GIVEN INSTRUCTION. Copy out the data exactly, leaving the pictures behind.

++++++++++

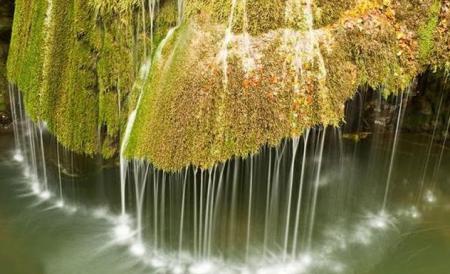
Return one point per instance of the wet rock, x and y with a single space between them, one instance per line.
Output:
5 119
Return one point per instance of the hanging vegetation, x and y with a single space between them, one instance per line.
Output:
235 75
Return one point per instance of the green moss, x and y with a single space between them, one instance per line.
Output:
329 11
426 32
79 70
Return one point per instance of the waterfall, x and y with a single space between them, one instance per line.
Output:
393 152
143 75
430 148
300 194
316 190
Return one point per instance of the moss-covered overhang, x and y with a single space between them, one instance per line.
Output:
221 87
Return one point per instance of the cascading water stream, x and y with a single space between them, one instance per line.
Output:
430 148
316 190
143 75
300 195
441 154
393 152
295 143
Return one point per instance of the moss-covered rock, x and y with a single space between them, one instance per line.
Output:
235 76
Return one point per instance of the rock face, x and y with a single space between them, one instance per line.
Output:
6 14
235 74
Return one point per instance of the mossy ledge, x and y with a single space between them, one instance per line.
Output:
220 88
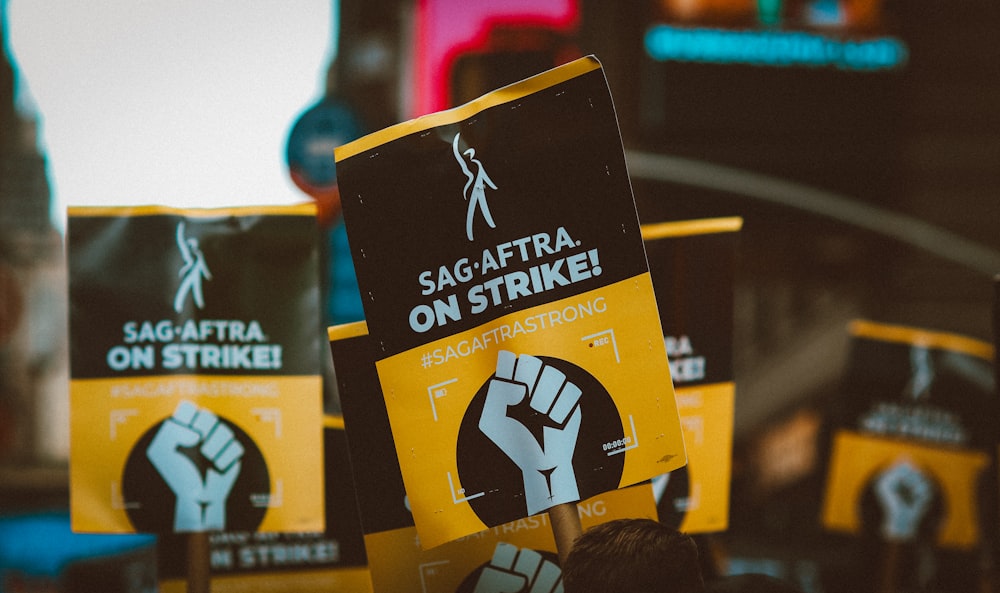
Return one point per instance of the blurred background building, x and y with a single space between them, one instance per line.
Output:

++++++++++

ANSWER.
Return one point per instance of the wet rock, x and y with a single space between them, one instance per line.
Output:
5 119
Return one point per instance of the hanging vegetation, x and y with a single space between them, one instance per line.
Output:
235 75
Return one point per instance of the green moss, x and y with a single space between them, one instance per line.
Output:
329 11
426 32
79 70
Return one point per instance of the waterfall, x and y with a single space between them, one instance per line.
Output:
393 152
143 75
430 148
300 194
316 190
Return one point per instance of the moss-covered overhang, x and y with a single space between them, one instance per line.
Output:
221 87
Return one point per instance of the cascading water stream, x and y with a single space between them, one instance per line.
Output:
430 148
316 190
143 75
300 195
441 154
393 152
295 143
Return one point per instance of the moss-covered rock, x and y with a single space between them, one instance per line.
Output:
235 76
Return one point per instance of the rock face, x and y with a single space between them, one instance per line.
Output:
6 14
235 74
Return one point per instance of the mossy ledge, x and y with a single space between them, one instance per line.
Output:
220 88
Return one point per instance of the blurred background building, x and y with a single space between them, one instance per line.
Output:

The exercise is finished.